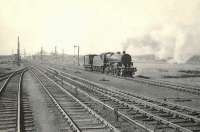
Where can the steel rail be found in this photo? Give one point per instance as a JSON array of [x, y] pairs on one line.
[[85, 106], [120, 91], [66, 116], [146, 113], [189, 89], [107, 106], [175, 113], [20, 126]]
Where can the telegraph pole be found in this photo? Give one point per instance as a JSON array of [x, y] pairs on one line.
[[78, 56], [63, 55], [56, 53], [18, 52], [41, 55]]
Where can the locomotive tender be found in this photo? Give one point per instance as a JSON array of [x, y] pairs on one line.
[[111, 63]]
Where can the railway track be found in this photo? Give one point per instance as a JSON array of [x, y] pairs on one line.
[[15, 110], [5, 76], [79, 117], [166, 115], [162, 84]]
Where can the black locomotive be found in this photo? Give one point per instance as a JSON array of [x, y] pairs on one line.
[[111, 63]]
——
SET TASK -> Copy the records word for word, from their beginning up to and including the line with "[[78, 56], [63, 55], [56, 53], [18, 52], [41, 55]]", and leave out the pictures.

THE REPLY ->
Where can the steel rail be found in this photo? Give one point per instance as a JSON array of [x, y] pairs on one line.
[[85, 106], [120, 91], [66, 116], [146, 113], [189, 89], [107, 106], [175, 113], [20, 126]]
Where can the telegraph pole be found in this photo? Give one point per instance as a JSON array of [x, y] pairs on one line.
[[78, 56], [63, 55], [56, 53], [18, 52], [41, 55]]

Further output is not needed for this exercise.